* _Task statement_: Write out all of the lines below, exactly and completely.

*** Recorded information

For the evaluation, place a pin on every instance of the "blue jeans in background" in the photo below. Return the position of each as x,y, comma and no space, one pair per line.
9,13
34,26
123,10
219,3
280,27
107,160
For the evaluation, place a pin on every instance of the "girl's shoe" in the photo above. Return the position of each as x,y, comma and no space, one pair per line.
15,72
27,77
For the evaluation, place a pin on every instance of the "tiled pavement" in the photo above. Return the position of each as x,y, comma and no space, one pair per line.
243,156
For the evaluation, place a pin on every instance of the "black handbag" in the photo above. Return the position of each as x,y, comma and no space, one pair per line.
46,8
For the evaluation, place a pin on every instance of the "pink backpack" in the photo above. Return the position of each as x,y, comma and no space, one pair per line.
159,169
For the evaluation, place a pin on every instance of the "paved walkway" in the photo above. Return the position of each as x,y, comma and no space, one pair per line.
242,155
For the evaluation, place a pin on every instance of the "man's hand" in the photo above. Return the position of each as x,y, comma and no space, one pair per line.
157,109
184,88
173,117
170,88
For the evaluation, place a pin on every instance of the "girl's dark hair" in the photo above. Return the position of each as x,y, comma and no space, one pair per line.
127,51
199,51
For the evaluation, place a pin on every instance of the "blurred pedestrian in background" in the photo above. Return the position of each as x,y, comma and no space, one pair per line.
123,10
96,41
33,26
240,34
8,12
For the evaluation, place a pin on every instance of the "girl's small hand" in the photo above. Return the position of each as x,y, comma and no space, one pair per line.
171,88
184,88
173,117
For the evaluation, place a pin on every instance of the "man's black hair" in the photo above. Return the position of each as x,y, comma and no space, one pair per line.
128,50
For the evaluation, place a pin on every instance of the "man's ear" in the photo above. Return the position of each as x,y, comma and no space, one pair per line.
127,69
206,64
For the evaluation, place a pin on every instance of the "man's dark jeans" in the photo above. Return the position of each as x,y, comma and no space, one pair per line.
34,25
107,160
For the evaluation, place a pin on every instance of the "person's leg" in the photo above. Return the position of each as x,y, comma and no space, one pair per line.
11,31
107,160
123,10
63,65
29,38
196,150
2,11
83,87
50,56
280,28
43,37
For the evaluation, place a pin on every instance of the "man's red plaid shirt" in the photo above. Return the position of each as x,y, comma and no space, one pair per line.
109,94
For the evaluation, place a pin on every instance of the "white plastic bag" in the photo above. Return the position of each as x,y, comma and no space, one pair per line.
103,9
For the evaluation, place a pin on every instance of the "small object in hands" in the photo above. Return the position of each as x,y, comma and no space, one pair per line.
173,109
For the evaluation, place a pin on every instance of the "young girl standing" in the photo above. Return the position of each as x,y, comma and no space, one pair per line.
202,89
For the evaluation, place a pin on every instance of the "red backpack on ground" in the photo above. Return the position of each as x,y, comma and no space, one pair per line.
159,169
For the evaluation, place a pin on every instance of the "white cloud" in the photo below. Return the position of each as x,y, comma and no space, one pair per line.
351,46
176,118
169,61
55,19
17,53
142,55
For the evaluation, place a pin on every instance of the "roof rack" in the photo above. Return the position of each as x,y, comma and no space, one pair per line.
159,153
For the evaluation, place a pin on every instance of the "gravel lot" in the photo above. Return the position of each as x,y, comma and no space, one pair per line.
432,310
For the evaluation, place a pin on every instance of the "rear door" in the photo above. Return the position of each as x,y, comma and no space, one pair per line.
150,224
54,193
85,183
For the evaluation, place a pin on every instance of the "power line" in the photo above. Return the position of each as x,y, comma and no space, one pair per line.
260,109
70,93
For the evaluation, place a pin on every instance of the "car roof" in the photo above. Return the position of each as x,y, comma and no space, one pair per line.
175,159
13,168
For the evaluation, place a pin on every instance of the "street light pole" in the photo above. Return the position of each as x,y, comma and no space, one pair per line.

******

* _Exercise output_:
For the evaluation, place a pin on every instance of the "blue jeans in background" in the photo below. Return the position of each as x,y, comma and no space, one pair per line.
9,13
34,26
123,10
219,3
280,27
107,160
For the evaluation, place a pin on every instance of the "girl's shoe" in the photo above. Return the position of each as x,y, comma and no space, one pair per line.
15,72
27,77
For the evaluation, place a pin on every instance of the "tiled pavement" in the photo above. Return the position of each as x,y, comma and no space, one pair per line.
243,156
For the evaluation, place a pin on every instance of the "black handbag" in the photo above. Return the position of each as x,y, comma and no space, one pair per line.
46,8
For the evaluation, place a pin on every instance of the "pink backpack" in the photo above. Return the position of each as x,y, comma and no space, one pair per line.
159,169
For the evaluation, place a pin on every instance of the "paved walkway" in the photo above. Return the position of each as x,y, comma and no space, one pair per line.
242,155
For the evaluation, place a pin on every instance of the "man's hand" in the photo above. Return the position of each as x,y, comma and no space, one pair per line.
157,109
184,88
173,117
170,88
For the evaluation, place a pin on every instance of the "girl's dark hair" in the photo above. Return the position of each as x,y, comma and no space, one pair per line.
127,51
199,51
For the evaluation, place a pin on every instance of the "blurred pedestrian in background" in the photo above. Return the position of each as x,y, comma and no space, one pair per line.
123,10
96,41
33,26
240,34
8,12
For the evaluation, place a pin on every instance of the "girl's small hand" in the photo above. Return the position of each as x,y, comma and no space, one pair per line.
171,88
184,88
173,117
For the evaluation, place a pin on every instance of the "man's black hair" in the photo above. Return the position of each as x,y, comma and no space, one pair per line.
128,50
For the evaluation, place a pin on every instance of the "man's ear" in the photo above. Return the position of each as x,y, comma and no space, one pair per line.
127,69
206,64
For the evaluation, place a pin on every instance of the "man's dark jeans" in the photo above. Return the position of each as x,y, comma and no space, one pair per line.
34,25
107,160
For the evaluation, place a pin on every instance of the "person's leg" in the photo above. Return the position of each as x,y, comma and no space, one pair per line.
11,31
107,160
123,10
63,65
29,38
196,150
2,11
83,87
50,56
280,28
43,37
For the evaluation, place a pin on every instance of the "man's red plaid shirt" in the photo above. Return the position of each as x,y, comma and no space, one pair per line.
109,94
For the evaluation, place a pin on every instance of the "white plastic bag" in the photo above. Return the position of each as x,y, comma and no space, one pair per line.
103,9
For the evaluation, place a pin on every instance of the "small object in hands" in the photo above. Return the position of each as x,y, comma and no space, one pair per line.
173,109
For the evaluation, place a pin on every instance of the "young girl standing" in the photo above. Return the position of each as x,y, comma and no space, one pair per line.
202,89
For the evaluation, place a pin on every instance of the "red backpack on ground" in the photo above. Return the position of each as x,y, comma and no space, one pair per line.
159,169
For the evaluation, place a pin on every instance of the "white cloud" in the photo below. Return the position of each as x,y, comma and no space, one pair per line.
351,46
176,118
169,61
55,19
17,53
142,55
For the evaluation, place a pin on every instance of the "roof rack" in the photo above. Return the position of each as x,y, comma and no space, one pair per line.
159,153
For the evaluation, place a pin on every instance of the "gravel lot" in the photo above. Return the position of each as x,y, comma and no space, one pair per line.
432,310
For the evaluation, place a pin on every instance of the "rear door" in the photo above. Return the position of each as x,y, comma and no space, one pair per line.
150,224
54,193
85,183
For the evaluation, place a pin on every instance of the "power line" in the photo above. Return the position of each as x,y, comma and no space, one pair per line.
260,109
70,93
For the evaluation, place a pin on every instance of the "car roof" in the photo above. Return the position of each as x,y, comma and no space, one pair per line.
175,159
13,168
For the evaluation, place a pin on every instance of the "street light pole" in the photo above. Return the position of each as x,y, comma and no space, one pair per line.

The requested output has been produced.